* GIVEN INSTRUCTION:
Retype the whole listing below line by line, keeping every character unchanged.

* start EXTRACTED DATA *

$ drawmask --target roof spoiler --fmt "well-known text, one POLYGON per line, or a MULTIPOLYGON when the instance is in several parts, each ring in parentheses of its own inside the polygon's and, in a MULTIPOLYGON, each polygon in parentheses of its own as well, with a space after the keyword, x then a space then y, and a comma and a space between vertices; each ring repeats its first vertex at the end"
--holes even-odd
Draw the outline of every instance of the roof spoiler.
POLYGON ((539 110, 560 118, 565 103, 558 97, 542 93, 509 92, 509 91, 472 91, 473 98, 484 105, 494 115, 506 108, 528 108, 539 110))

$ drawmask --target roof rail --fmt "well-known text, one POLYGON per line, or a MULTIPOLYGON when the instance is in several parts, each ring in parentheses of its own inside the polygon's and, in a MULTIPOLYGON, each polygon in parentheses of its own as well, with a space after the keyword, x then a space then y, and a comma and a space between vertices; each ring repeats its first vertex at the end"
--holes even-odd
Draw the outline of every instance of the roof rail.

* end EXTRACTED DATA *

* ANSWER FOR THE TASK:
$ drawmask --target roof spoiler --fmt "well-known text, one POLYGON per line, or a MULTIPOLYGON when the instance is in several parts, each ring in parentheses of its own inside the polygon's and, in a MULTIPOLYGON, each polygon in parentheses of its own as well, with a space after the keyword, x then a space then y, and a comma and a space between vertices; each ring repeats its first vertex at the end"
--holes even-odd
Draw the outline of every instance of the roof spoiler.
POLYGON ((539 110, 560 118, 565 103, 558 97, 542 93, 509 92, 509 91, 472 91, 473 98, 484 105, 494 115, 506 108, 528 108, 539 110))

$ drawmask --target roof rail --fmt "well-known text, one POLYGON per line, or a MULTIPOLYGON when the instance is in several parts, each ring in parentheses of its own inside the polygon's and, in a MULTIPOLYGON, each polygon in parentheses of its own as well, with a space after the keyword, x then a space then y, and a comma and a space between vertices; each ring repeats its first vertex at the end"
--holes even-odd
Draw the outline of every instance of the roof rail.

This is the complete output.